Work instructions. Can you continue the memoir of a surgical registrar's duties at the Mater, starting after its last paragraph?

Text shown.

HEART BEAT: Surgical training schemes as such did not exist in the bad old days. You became a surgical registrar working for a group of surgeons in varying disciplines. You provided surgical cover for the hospital at night and dealt with surgical cases from the A&E department.
It was in such a position that I found myself, approximately two years after finishing my intern year. Another exam passed, various locums, hospital and general practice undertaken, a period as Resident Medical Officer (RMO) in a private hospital and now I arrived back in the Mater as a surgical registrar.
The surgical NCHDs (non-consultant hospital doctors) comprised a gaggle of interns, two surgical registrars, and a surgical tutor or senior registrar. The consultants encompassed the main surgical specialties and sub specialties and, in the case of the Mater, cardiac surgery also.
I was assigned to my group of surgeons, three to be exact, and my job was to assist them in theatre and cover their ward beds and casualty admissions. This took all my time and the fact that there were only two registrars meant that every second night and weekend I was on duty.
My chain of command was through the consultant on duty or the consultant whose patient had some problem. I was better paid than as an intern, I think I had reached the dizzy sum of £1,200 a year, with no overtime. The latter word was, as yet, a distant mirage. I was still resident in the hospital but I now had a small room, referred to as The Mezza, off the staircase leading to the residence. I had the luxury of an en suite bathroom and I also had a bedside telephone. That being said it was pretty basic.
What was new and soberly challenging was that I was the surgical registrar on duty. This meant that the assessment and often the treatment of surgical emergencies devolved to me after I had been called. Sometimes it was little trouble, other times it was dangerous and life threatening. I notified my consultant of the problem and sometimes he would come in and take responsibility for the case, sometimes, and particularly as I became more experienced, he would leave the management to me.
This brings me to a pertinent point. Any registrar worth his/her salt in any discipline wished it so. We did not feel exploited and overworked. We wanted to be able to do what was required without the necessity of the consultant coming in and taking over. It was not always possible and it was a measure of yourself and the consultant that problems should not arise through your misplaced over confidence.

Given entries.
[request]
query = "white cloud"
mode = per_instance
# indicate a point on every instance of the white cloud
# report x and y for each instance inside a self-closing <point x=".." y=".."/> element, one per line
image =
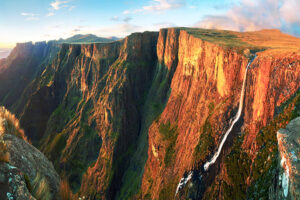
<point x="250" y="15"/>
<point x="71" y="8"/>
<point x="30" y="16"/>
<point x="50" y="14"/>
<point x="159" y="5"/>
<point x="164" y="25"/>
<point x="58" y="4"/>
<point x="118" y="19"/>
<point x="290" y="11"/>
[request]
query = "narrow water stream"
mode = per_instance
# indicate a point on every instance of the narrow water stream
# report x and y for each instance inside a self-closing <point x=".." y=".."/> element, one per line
<point x="191" y="174"/>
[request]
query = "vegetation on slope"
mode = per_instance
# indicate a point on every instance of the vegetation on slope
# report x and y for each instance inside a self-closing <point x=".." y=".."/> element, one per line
<point x="266" y="161"/>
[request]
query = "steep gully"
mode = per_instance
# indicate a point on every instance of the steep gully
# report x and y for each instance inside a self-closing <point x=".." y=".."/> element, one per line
<point x="191" y="175"/>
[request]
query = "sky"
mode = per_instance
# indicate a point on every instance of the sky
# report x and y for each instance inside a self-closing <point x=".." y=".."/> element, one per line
<point x="40" y="20"/>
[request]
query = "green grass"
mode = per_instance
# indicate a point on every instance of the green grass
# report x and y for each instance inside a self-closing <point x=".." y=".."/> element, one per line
<point x="238" y="169"/>
<point x="266" y="162"/>
<point x="220" y="37"/>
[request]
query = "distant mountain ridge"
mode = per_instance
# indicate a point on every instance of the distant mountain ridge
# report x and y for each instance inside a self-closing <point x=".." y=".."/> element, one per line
<point x="130" y="119"/>
<point x="4" y="52"/>
<point x="89" y="38"/>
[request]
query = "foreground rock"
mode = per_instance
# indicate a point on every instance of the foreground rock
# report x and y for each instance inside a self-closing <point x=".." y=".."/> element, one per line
<point x="25" y="173"/>
<point x="12" y="183"/>
<point x="288" y="143"/>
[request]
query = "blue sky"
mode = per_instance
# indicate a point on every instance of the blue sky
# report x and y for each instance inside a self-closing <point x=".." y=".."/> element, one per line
<point x="37" y="20"/>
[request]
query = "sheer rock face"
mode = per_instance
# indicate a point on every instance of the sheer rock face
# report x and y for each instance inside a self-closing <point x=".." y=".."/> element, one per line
<point x="204" y="74"/>
<point x="273" y="79"/>
<point x="289" y="148"/>
<point x="90" y="104"/>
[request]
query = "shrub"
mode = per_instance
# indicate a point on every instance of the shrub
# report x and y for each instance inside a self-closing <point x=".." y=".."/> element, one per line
<point x="4" y="156"/>
<point x="9" y="124"/>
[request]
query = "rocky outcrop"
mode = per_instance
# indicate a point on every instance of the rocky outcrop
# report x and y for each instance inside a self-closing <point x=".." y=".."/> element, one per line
<point x="289" y="146"/>
<point x="130" y="118"/>
<point x="28" y="174"/>
<point x="13" y="184"/>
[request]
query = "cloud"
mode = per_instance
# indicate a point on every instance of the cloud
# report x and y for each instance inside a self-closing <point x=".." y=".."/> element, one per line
<point x="159" y="5"/>
<point x="118" y="19"/>
<point x="71" y="8"/>
<point x="76" y="30"/>
<point x="30" y="16"/>
<point x="251" y="15"/>
<point x="115" y="18"/>
<point x="58" y="4"/>
<point x="290" y="11"/>
<point x="164" y="25"/>
<point x="127" y="19"/>
<point x="50" y="14"/>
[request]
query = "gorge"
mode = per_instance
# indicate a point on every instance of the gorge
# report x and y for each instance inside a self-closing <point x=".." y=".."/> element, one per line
<point x="128" y="119"/>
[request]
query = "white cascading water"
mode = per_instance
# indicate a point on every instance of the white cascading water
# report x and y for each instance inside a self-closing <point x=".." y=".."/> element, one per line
<point x="184" y="180"/>
<point x="236" y="118"/>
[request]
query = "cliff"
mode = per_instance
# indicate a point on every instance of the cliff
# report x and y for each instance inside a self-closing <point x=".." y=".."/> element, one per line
<point x="287" y="183"/>
<point x="129" y="119"/>
<point x="25" y="173"/>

Reply to the task.
Deloitte and Touche in its Value for Money audit of the Irish health system referred to consultant problems being exacerbated by the degree of delegation to NCHDs. I wondered how they would know anything worth knowing about that. I was an NCHD, I was delegated to and I welcomed it. I was not given problems I could not handle. Help was always at hand. I was challenged and that is how I learned my art.
In their recent book, How Ireland Cares, Tussing and Wren carried this nonsense even further. They say had Deloitte and Touche been concerned with the medical consequences of litigation, "they might have mentioned the harmful effects excessive delegation has on quality of care and hence necessarily on medical outcomes, patient health and even mortality".
The Brennan Commission, in a gratuitously insulting and ill-informed comment, recommends that consultants be unambiguously accountable both financially and clinically for their work. They always were.
Over all, the above nonsense is a depressing layer of ignorance. Winston Churchill wrote: "in these days it is necessary for everyone who means to be well informed to have a superficial knowledge of everybody else's business". The superficial knowledge of the above contributions ignores the fact that medicine is far from an exact science; that people die, that wrong diagnoses are entertained and that mistakes are made. It is so in every healthcare system in the world, sadly it will always be so. It is when the "superficial knowledge" is promulgated as established fact that problems arise.
The surgeons who taught me wherever in the world did so conscientiously and to the best of their ability. In my turn, I have endeavoured to do the same for my trainees. This is how doctors have been trained in the western world. It has grown and developed with newer teaching methods and aids but it has served doctors and patients well. From my present situation looking back on life as a surgeon, I can tell the "know alls" referred to above, that delegation, portrayed as an easy and lazy option, is in fact the hardest task in a consultant's life.
My task then was to become a surgeon as competently and quickly as I could while remembering Russel John Howard's admonition, that "the most important person in the operating theatre is the patient".
Paracelsus (1493-1541) defined a good surgeon as having the following qualities:
A clear conscience
Desire to learn and gather experience
A gentle heart and cheerful manner
Moral manner of life and sobriety in all things
He must not be married to a bigot
He should not be a runaway monk
He should not practice self abuse
He must not have a red beard,
There you are now; we haven't changed all that much in 500 years.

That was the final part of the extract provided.